# start of Record extracts

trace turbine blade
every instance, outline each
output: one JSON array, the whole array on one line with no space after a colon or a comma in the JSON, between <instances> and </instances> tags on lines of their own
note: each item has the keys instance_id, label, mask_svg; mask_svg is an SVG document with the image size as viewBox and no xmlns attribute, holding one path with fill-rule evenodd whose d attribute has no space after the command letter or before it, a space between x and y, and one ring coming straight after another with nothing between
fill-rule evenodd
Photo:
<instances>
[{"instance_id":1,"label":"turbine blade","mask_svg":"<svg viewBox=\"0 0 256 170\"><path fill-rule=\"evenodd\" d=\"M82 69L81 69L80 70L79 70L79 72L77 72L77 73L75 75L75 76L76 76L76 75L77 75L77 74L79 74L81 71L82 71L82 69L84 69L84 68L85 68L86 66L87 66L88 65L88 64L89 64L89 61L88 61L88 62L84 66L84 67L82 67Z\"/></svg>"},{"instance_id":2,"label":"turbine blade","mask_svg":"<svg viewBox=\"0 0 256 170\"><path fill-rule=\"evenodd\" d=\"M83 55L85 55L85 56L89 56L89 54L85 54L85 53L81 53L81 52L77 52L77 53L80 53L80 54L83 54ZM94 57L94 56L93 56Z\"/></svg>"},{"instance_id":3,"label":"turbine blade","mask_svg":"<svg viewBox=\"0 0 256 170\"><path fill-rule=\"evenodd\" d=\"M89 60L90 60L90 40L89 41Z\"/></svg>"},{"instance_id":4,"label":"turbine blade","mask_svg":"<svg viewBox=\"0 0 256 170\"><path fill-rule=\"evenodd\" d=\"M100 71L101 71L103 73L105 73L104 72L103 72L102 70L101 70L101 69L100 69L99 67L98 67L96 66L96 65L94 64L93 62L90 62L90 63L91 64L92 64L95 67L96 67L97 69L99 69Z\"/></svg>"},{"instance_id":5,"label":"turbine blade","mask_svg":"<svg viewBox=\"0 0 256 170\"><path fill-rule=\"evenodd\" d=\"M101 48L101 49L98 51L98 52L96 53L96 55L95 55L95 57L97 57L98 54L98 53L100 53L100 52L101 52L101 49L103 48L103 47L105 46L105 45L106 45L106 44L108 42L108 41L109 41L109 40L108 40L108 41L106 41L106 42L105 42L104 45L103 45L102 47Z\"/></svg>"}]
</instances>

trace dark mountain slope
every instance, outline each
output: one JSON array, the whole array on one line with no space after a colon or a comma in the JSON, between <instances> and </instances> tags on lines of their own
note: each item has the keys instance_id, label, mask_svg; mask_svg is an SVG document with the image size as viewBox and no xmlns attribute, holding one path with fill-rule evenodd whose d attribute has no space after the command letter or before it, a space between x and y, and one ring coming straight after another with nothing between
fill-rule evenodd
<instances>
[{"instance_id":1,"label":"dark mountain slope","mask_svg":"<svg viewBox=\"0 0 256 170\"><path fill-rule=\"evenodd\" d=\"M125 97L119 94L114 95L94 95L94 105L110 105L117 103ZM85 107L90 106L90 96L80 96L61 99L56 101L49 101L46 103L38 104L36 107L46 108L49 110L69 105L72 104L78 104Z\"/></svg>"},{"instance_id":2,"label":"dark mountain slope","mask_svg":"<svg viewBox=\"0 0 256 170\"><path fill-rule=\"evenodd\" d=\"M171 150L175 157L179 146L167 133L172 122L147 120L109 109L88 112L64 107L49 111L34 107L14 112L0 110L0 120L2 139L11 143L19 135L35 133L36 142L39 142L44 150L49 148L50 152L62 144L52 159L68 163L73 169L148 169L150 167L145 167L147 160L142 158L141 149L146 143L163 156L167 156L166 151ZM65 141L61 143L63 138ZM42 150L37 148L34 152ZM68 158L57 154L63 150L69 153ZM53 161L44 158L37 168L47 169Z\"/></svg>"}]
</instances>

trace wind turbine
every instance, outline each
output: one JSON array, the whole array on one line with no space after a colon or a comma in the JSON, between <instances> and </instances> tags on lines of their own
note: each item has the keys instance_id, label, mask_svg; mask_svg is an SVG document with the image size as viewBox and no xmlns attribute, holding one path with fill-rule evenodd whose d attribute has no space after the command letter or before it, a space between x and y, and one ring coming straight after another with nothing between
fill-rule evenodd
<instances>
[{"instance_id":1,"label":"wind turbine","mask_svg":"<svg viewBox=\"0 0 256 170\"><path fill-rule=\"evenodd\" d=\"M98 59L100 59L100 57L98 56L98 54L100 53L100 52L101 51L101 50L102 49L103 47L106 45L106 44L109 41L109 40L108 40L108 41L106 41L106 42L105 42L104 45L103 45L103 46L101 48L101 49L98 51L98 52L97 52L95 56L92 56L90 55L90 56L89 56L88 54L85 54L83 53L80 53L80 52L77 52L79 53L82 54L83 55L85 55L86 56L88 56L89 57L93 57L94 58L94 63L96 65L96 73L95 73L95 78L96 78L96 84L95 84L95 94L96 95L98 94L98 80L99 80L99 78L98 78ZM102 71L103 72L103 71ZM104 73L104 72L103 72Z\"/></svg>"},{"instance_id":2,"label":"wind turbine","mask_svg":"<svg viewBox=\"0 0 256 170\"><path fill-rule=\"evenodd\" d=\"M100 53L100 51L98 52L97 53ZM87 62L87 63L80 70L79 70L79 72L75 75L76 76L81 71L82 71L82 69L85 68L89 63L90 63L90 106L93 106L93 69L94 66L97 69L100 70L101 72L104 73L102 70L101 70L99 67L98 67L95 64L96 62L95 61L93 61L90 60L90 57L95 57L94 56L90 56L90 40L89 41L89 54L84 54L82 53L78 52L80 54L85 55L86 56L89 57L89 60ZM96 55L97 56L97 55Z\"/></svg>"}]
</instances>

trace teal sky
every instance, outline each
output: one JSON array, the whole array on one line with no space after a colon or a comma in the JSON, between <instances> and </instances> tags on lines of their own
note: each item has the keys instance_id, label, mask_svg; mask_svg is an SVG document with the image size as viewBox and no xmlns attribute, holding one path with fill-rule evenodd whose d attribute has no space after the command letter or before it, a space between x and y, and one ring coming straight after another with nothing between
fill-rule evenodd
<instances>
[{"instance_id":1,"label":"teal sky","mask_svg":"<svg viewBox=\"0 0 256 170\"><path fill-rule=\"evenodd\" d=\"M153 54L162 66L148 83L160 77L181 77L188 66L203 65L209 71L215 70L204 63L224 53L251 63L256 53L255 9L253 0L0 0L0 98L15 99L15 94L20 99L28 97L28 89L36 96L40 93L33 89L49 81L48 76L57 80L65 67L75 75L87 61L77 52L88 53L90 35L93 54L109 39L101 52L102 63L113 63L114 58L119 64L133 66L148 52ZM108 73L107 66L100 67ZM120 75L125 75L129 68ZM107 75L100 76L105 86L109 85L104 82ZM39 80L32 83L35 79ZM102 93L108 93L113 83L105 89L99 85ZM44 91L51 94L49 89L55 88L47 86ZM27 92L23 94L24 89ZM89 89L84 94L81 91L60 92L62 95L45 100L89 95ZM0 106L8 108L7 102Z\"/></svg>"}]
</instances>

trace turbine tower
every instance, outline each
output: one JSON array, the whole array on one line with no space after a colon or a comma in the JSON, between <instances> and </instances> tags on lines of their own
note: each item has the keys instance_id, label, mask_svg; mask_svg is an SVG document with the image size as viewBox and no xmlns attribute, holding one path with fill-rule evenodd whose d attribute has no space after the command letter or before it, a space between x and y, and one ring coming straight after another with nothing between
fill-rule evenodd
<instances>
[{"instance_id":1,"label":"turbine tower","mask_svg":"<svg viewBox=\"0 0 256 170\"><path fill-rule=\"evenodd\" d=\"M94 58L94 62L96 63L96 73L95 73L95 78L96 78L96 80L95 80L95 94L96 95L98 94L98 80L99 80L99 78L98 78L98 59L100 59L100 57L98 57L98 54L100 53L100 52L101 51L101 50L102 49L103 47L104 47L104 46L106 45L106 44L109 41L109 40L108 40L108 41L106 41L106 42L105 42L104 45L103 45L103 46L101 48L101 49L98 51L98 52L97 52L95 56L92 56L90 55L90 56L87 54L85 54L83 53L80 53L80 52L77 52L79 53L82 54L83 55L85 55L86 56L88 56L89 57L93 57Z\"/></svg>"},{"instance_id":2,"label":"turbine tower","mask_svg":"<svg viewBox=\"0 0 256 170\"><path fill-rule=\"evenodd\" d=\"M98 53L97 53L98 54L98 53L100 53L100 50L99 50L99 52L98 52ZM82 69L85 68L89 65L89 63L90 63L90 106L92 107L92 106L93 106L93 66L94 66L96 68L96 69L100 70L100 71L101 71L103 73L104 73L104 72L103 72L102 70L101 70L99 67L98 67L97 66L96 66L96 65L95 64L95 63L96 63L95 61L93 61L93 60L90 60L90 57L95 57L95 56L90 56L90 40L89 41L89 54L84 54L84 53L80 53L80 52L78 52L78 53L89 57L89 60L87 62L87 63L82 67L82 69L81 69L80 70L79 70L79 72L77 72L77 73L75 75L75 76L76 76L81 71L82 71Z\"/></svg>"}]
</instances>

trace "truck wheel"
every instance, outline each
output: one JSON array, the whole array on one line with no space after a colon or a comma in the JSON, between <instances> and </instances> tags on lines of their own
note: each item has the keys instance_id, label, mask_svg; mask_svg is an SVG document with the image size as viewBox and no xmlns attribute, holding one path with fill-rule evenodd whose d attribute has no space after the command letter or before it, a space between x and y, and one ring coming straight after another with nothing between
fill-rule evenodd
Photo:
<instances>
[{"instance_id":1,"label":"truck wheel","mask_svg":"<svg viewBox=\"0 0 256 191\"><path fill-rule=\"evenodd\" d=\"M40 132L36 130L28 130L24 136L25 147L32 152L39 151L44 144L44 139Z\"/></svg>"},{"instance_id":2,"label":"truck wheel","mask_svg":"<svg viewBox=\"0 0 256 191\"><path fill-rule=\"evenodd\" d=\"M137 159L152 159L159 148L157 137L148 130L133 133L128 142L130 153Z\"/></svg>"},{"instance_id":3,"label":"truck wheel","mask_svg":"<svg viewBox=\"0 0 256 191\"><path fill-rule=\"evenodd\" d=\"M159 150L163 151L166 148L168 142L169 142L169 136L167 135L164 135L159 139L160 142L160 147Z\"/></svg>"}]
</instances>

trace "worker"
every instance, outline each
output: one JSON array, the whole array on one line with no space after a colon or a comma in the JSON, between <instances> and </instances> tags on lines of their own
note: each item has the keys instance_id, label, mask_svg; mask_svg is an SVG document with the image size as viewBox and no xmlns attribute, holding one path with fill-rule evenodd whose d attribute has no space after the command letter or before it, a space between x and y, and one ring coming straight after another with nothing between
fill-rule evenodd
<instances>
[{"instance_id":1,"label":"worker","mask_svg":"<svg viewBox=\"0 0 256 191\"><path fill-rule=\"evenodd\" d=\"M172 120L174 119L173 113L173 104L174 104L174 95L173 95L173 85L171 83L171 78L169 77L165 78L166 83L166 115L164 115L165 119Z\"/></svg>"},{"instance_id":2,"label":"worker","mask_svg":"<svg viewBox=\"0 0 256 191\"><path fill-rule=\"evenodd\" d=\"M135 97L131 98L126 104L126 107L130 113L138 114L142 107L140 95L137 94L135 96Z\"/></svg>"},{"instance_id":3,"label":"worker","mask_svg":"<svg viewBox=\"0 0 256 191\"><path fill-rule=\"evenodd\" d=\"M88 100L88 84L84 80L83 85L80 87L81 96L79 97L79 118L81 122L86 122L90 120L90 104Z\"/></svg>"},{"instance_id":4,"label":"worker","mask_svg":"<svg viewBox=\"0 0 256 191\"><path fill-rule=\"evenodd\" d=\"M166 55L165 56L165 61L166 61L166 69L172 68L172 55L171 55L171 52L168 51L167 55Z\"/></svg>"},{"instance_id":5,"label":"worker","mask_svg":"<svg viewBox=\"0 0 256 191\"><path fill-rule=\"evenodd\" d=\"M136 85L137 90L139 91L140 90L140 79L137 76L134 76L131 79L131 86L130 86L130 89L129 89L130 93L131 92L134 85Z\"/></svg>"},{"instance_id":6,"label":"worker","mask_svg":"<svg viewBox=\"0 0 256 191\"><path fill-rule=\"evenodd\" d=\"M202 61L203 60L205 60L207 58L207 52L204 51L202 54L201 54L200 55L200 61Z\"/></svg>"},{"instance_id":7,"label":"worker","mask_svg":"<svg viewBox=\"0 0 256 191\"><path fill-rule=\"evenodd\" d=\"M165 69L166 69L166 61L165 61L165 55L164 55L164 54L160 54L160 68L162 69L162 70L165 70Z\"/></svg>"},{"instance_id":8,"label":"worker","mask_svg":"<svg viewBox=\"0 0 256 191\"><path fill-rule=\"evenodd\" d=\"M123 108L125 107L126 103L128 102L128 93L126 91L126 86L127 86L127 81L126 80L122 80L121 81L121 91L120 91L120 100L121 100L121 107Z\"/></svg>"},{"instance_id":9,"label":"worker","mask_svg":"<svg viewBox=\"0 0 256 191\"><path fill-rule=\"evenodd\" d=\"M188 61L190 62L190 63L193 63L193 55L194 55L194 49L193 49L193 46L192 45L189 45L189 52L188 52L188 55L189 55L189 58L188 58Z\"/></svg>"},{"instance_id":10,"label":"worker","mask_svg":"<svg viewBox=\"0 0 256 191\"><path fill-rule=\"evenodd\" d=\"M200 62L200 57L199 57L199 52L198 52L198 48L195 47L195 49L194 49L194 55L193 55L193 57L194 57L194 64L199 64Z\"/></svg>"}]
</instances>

# end of Record extracts

Short problem: How many of the lines above contain the string "trace"? Reply with the number alone.

Expected output: 7